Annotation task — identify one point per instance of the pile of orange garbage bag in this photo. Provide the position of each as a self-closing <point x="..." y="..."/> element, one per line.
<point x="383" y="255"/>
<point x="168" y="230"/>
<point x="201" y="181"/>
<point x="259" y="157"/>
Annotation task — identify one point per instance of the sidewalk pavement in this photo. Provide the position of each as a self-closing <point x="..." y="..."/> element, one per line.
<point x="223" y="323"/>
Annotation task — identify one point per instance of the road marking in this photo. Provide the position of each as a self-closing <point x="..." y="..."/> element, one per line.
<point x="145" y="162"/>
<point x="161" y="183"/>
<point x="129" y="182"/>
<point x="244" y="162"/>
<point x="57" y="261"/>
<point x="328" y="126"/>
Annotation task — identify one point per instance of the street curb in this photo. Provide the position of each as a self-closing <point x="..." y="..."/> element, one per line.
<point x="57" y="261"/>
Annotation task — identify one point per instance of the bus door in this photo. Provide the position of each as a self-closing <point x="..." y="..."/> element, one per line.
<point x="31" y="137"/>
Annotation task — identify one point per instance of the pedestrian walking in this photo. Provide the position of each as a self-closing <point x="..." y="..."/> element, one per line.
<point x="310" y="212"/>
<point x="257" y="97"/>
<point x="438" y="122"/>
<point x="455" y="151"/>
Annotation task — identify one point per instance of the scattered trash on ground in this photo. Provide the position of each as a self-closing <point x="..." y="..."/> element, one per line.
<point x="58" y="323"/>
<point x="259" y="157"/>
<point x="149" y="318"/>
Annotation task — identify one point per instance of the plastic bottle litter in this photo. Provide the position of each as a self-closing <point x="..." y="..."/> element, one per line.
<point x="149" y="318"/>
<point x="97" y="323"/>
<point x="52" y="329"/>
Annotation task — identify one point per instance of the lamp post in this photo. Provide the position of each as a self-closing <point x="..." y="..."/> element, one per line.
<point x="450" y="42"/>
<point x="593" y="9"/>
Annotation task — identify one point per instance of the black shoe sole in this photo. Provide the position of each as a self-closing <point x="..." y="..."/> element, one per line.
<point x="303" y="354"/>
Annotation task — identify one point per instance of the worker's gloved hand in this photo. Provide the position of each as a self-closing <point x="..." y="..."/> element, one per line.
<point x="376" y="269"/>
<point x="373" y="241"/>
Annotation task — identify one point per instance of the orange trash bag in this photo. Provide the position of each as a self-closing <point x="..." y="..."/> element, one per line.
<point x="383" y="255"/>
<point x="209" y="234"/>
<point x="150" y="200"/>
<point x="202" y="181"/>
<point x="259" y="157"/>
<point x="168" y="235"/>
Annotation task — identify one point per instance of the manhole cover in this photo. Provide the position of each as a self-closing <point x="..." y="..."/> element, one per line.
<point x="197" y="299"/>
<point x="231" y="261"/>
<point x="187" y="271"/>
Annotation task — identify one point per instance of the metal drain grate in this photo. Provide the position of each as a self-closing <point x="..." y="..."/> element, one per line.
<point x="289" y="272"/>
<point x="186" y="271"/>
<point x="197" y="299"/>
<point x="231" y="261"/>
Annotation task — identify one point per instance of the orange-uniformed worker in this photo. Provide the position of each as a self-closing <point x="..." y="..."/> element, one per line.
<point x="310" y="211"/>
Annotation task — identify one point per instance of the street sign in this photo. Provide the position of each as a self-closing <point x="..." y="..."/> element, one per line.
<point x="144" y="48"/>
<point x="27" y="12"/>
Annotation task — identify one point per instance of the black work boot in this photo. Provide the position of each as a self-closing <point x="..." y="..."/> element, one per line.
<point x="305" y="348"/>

▶ [What you have to do]: What's wanted is each line above, transcribed with nothing altered.

▶ [Answer for the task]:
Annotation task — identify one point per instance of the pile of orange garbage bag in this photo. Provide the position of each as a self-closing <point x="..." y="..."/> element, one per line.
<point x="383" y="255"/>
<point x="168" y="230"/>
<point x="201" y="181"/>
<point x="259" y="157"/>
Annotation task — identify one point per instance of the sidewalk pavement in this photo. Provide the position of each as a self-closing <point x="..." y="..."/> element, one per line.
<point x="223" y="323"/>
Annotation task — identify one point per instance of the road marking in this photo. Provide the position of each as a self-closing <point x="..." y="..."/> element, one per line.
<point x="145" y="162"/>
<point x="161" y="183"/>
<point x="129" y="182"/>
<point x="244" y="162"/>
<point x="57" y="261"/>
<point x="328" y="126"/>
Annotation task — identify one point per instance of the street curb in this photo. Provide the position of each as a self-closing <point x="..." y="..."/> element, one per line.
<point x="57" y="261"/>
Annotation task — identify one point per instance of the bus door in this photo. Provide the position of each as a self-closing <point x="..." y="..."/> element, one per line.
<point x="31" y="137"/>
Annotation task — identify one point per instance of the pedestrian walking in this photo. Provide the position of each as a self-closing <point x="..." y="..."/> element, one per line.
<point x="310" y="212"/>
<point x="257" y="97"/>
<point x="438" y="122"/>
<point x="455" y="151"/>
Annotation task — identify one point per instance of the scattered trash on ground in this photo. Provide the position of each as a self-closing <point x="..." y="..."/> element, one per line.
<point x="58" y="323"/>
<point x="259" y="157"/>
<point x="149" y="318"/>
Annotation task — identify one point per instance of the plastic bottle litter in this photo. Provide the position of each as a self-closing <point x="..." y="..."/> element, one per line.
<point x="149" y="318"/>
<point x="97" y="323"/>
<point x="52" y="329"/>
Annotation task — identify one point per instance of the lamp post in this photo. Provide the position of each as a self-closing <point x="..." y="..."/> element, one per line.
<point x="450" y="42"/>
<point x="593" y="9"/>
Annotation task — identify one point per instance of the black shoe sole in this photo. Provide the position of each as a self-closing <point x="..." y="..."/> element, one per line.
<point x="303" y="354"/>
Annotation task — identify one point per instance of the worker's gloved hand in this photo. Provide the position of each as a self-closing <point x="..." y="..."/> element, one per line.
<point x="376" y="269"/>
<point x="373" y="241"/>
Annotation task — identify one point per instance of the orange trash bag in this photo. Provide the position of each as a self-closing <point x="..." y="..."/> element, one per line.
<point x="383" y="255"/>
<point x="209" y="234"/>
<point x="150" y="200"/>
<point x="202" y="181"/>
<point x="259" y="157"/>
<point x="168" y="235"/>
Annotation task — identify one point per instance of the manhole cover in this photo. Provide the position of each as a self-closing <point x="..." y="..."/> element, one per line.
<point x="197" y="299"/>
<point x="231" y="261"/>
<point x="187" y="271"/>
Annotation task — identify one point per instance of the metal drain grate in this photo. Provide the position of each as a self-closing <point x="..." y="..."/> element, one per line.
<point x="289" y="272"/>
<point x="186" y="271"/>
<point x="197" y="299"/>
<point x="231" y="261"/>
Annotation task — identify one point per instance of the orange-uniformed worker in this photo. Provide the position of each as a self-closing <point x="..." y="..."/> element, one per line.
<point x="310" y="211"/>
Annotation task — identify one point per instance of the street sign in this photo. Provide the position of each as a self-closing <point x="..." y="..."/> element, one per line.
<point x="144" y="48"/>
<point x="27" y="12"/>
Annotation task — identify one point per instance of the black work boot in this photo. Provide the position of each as a self-closing <point x="..." y="..."/> element, one per line.
<point x="305" y="348"/>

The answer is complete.